Aufgabe A
Zähle die Zeilen der Auflistung, in denen die Zeichenfolge „cube“ vorkommt, und achte dabei auf Groß- und Kleinschreibung. Gib nur die Zahl an.

Textabschnitt
Seit er sich mit einer Verkaufsberatung selbständig gemacht hat, genießt er diese Freiheit: Nicht mehr an feste Bürozeiten gebunden sein, Leben und Arbeiten in eins gleiten zu lassen. Deshalb fährt er auch mal mit einem seiner Mitarbeiter früh morgens zum See, am Nachmittag sitzen sie dann mit frischer Energie aufgetankt im Büro. "Das schweißt zusammen", sagt er. Der Unternehmersohn hatte eine Banklehre gemacht, Betriebswirtschaft studiert, in der Finanzbranche gearbeitet, bis er nach der Finanzkrise begann, an seinem beruflichen Umfeld zu zweifeln. Und er wollte nicht mehr täglich mit Krawatte im Büro sitzen. Seit er selbständig ist, trägt er von Mai bis Oktober Lederhose, jeden Tag, sagt er, "oft auch beim Kunden". Das gute Stück ist auch jetzt dabei - für Landgänge.

Stand-up-Paddling: Pascal Rösler vor dem Start in München. Auf der Max-Joseph-Brücke bläst er sein Brett auf. Zehn Tage lang paddeln, bei jedem Wetter, schafft er das?

Pascal Rösler vor dem Start in München. Auf der Max-Joseph-Brücke bläst er sein Brett auf. Zehn Tage lang paddeln, bei jedem Wetter, schafft er das?

(Foto: Christian Brecheis)

Auszüge der Auflistung
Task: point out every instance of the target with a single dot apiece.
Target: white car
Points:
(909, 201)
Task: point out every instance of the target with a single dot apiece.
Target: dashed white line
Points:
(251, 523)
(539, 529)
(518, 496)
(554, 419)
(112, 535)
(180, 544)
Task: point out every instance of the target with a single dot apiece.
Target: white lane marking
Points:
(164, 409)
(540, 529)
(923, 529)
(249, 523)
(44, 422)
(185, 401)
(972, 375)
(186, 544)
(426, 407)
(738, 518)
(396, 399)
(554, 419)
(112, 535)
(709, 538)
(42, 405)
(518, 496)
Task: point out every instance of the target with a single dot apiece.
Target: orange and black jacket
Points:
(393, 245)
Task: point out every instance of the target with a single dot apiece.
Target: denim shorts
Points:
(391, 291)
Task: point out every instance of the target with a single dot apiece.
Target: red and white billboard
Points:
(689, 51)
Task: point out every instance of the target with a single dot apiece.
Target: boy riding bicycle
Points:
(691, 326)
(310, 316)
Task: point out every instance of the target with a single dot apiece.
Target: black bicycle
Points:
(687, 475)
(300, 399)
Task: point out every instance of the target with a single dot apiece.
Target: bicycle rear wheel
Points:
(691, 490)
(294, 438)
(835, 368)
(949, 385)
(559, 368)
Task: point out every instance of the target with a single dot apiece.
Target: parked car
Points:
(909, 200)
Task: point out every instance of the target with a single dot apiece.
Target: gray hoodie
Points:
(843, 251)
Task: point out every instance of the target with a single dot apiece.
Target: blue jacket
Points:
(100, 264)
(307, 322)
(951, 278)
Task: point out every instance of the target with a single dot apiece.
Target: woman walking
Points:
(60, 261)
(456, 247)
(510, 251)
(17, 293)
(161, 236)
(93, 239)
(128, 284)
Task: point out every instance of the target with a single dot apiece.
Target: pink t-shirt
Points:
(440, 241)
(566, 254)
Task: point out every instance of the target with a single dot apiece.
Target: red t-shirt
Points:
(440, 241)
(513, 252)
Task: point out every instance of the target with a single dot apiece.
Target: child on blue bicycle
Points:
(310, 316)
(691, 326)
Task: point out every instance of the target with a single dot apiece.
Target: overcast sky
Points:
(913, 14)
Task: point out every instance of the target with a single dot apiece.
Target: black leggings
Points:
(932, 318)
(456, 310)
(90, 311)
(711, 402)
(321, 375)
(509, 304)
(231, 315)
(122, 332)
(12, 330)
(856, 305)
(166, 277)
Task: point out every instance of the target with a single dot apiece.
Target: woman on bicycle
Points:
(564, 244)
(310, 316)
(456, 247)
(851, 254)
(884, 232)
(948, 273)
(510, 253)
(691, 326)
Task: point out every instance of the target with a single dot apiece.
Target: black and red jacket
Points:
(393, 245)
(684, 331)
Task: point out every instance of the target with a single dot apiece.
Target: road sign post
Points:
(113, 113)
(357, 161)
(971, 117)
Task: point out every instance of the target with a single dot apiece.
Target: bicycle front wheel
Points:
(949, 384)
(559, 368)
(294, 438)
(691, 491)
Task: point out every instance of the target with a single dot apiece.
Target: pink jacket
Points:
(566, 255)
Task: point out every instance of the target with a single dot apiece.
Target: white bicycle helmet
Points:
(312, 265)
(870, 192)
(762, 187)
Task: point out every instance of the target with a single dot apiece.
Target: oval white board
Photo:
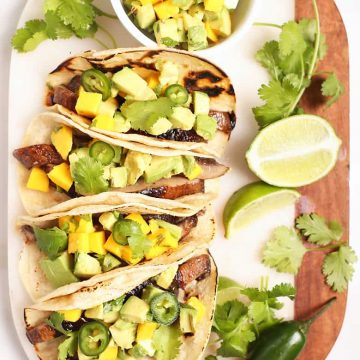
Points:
(238, 258)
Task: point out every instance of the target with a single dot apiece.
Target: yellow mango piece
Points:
(210, 32)
(78, 242)
(166, 10)
(60, 175)
(110, 353)
(62, 140)
(199, 306)
(38, 180)
(145, 331)
(145, 228)
(113, 247)
(213, 5)
(71, 315)
(88, 103)
(97, 242)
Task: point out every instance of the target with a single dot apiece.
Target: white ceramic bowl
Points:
(242, 18)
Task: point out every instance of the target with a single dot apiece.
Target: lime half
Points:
(295, 151)
(252, 202)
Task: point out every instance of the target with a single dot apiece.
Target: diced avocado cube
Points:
(96, 312)
(201, 103)
(145, 16)
(157, 126)
(118, 177)
(123, 333)
(135, 310)
(166, 278)
(86, 266)
(58, 271)
(110, 262)
(136, 163)
(197, 37)
(187, 319)
(205, 126)
(182, 118)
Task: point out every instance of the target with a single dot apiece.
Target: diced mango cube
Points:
(214, 5)
(145, 331)
(62, 140)
(61, 176)
(166, 10)
(97, 242)
(38, 180)
(71, 315)
(78, 242)
(198, 305)
(145, 228)
(88, 103)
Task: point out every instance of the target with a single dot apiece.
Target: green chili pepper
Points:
(284, 341)
(95, 81)
(93, 338)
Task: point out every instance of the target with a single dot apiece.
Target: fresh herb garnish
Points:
(291, 63)
(62, 19)
(285, 250)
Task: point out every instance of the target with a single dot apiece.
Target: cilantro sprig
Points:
(62, 20)
(285, 250)
(291, 63)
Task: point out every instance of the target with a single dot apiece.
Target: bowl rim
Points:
(137, 34)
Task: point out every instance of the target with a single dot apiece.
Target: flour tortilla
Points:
(190, 66)
(39, 203)
(192, 347)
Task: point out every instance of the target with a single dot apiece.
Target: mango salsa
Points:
(38, 180)
(60, 175)
(62, 140)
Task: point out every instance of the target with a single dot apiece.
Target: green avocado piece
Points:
(123, 333)
(136, 163)
(197, 37)
(145, 16)
(58, 271)
(135, 310)
(86, 266)
(182, 118)
(205, 126)
(187, 319)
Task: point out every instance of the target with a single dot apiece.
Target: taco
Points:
(64, 252)
(162, 98)
(63, 166)
(163, 314)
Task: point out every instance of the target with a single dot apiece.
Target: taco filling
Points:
(76, 248)
(151, 321)
(78, 165)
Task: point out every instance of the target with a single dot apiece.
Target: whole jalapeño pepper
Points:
(286, 340)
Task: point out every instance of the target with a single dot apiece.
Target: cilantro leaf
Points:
(284, 251)
(88, 174)
(167, 342)
(338, 267)
(317, 230)
(333, 88)
(68, 348)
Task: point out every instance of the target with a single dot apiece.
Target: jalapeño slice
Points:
(93, 338)
(165, 308)
(102, 152)
(95, 81)
(177, 94)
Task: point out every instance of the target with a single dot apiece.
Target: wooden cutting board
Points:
(330, 196)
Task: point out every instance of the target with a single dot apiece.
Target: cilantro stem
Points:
(267, 24)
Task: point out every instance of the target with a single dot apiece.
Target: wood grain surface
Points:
(329, 196)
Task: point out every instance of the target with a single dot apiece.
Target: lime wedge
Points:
(253, 201)
(295, 151)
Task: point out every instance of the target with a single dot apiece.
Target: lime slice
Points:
(253, 201)
(295, 151)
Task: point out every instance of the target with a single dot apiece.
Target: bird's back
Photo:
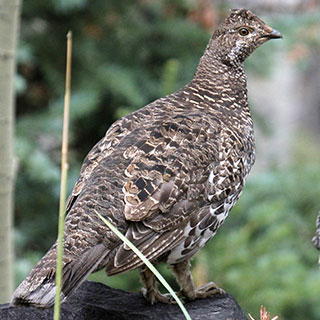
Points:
(166, 175)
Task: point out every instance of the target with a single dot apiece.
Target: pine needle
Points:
(147, 263)
(63, 185)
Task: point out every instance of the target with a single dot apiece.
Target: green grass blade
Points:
(147, 263)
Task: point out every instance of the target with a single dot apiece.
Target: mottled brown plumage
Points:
(166, 175)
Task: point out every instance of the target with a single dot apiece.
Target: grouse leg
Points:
(188, 289)
(150, 288)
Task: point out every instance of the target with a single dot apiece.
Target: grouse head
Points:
(238, 36)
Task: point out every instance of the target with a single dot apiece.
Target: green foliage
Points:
(263, 253)
(126, 54)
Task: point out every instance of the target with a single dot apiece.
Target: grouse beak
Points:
(272, 34)
(275, 34)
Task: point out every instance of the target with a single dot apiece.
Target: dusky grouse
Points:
(166, 176)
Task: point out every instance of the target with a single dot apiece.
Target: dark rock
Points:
(95, 301)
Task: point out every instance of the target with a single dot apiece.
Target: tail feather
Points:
(39, 288)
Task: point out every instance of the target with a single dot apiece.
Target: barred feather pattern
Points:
(166, 175)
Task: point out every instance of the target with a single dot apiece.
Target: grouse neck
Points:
(214, 73)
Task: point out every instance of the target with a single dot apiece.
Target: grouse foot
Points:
(150, 288)
(188, 289)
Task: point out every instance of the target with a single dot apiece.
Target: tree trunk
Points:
(9, 21)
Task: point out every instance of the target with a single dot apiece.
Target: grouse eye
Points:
(243, 32)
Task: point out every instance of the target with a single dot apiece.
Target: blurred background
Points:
(129, 53)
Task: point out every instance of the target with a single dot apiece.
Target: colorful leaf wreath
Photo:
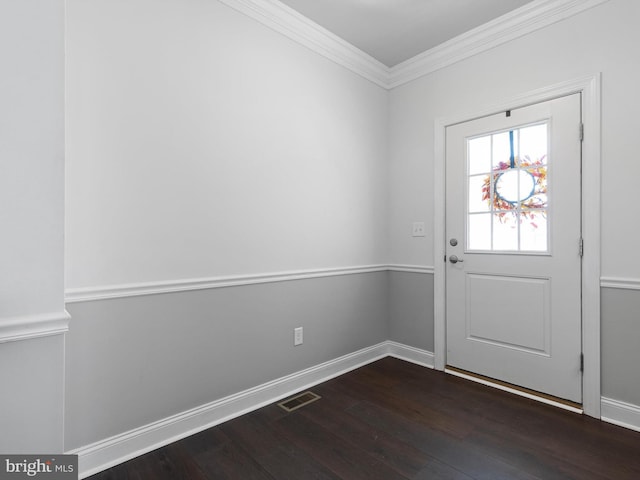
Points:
(529, 207)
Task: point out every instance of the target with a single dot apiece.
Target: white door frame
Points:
(589, 87)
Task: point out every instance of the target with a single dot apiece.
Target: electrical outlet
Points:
(418, 229)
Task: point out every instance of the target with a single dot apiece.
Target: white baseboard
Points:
(410, 354)
(620, 413)
(120, 448)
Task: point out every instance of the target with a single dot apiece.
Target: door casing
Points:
(590, 88)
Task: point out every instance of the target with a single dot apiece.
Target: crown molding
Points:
(285, 20)
(522, 21)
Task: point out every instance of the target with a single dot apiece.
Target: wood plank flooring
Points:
(395, 420)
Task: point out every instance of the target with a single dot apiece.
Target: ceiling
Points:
(393, 31)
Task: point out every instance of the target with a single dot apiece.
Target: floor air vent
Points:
(298, 401)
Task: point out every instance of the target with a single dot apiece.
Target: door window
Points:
(507, 190)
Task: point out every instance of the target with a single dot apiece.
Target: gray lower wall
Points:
(132, 361)
(620, 337)
(411, 309)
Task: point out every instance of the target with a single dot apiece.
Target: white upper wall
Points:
(603, 39)
(31, 157)
(201, 144)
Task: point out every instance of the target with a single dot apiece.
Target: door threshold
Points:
(515, 389)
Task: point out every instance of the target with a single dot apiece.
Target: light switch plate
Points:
(418, 229)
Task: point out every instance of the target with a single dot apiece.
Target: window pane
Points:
(479, 232)
(505, 231)
(533, 143)
(502, 150)
(479, 193)
(479, 155)
(533, 231)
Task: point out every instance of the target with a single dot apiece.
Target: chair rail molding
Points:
(104, 292)
(25, 327)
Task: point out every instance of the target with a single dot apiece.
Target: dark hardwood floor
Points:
(395, 420)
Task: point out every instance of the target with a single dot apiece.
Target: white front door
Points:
(513, 210)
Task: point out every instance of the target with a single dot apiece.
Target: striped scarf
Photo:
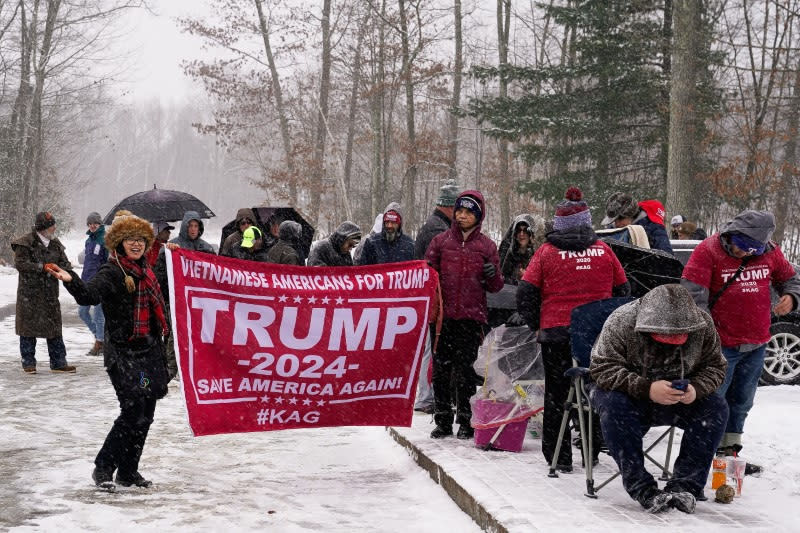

Aufgabe B
Schreibe den Text über Pascal Röslers Stand-up-Paddling oben weiter, und zwar im Anschluss an seinen letzten Satz.

Ergebnis A
2

Ergebnis B
Tag neun: Gestärkt "mit dem besten Kaiserschmarrn" vom Vorabend legt der Sportler früh morgens in Wallsee hinter Linz sein Brett in die Donau und steigt auf. In der Nacht gab es ein Gewitter, der Regen ließ den Fluss anschwellen, die Schleusen am Wallsee-Wehr sind geöffnet. Es geht flott voran, aber es schwimmt viel Treibholz auf der Donau. Der Schiffsverkehr sorgt für tückische Wellen von der Seite. Rösler reitet sie ab. "Den Fluss darf man nicht unterschätzen", sagt er, "aber das ist ja das Schöne am Suppen: Du biegst um die Ecke und weißt nicht, was dich erwartet."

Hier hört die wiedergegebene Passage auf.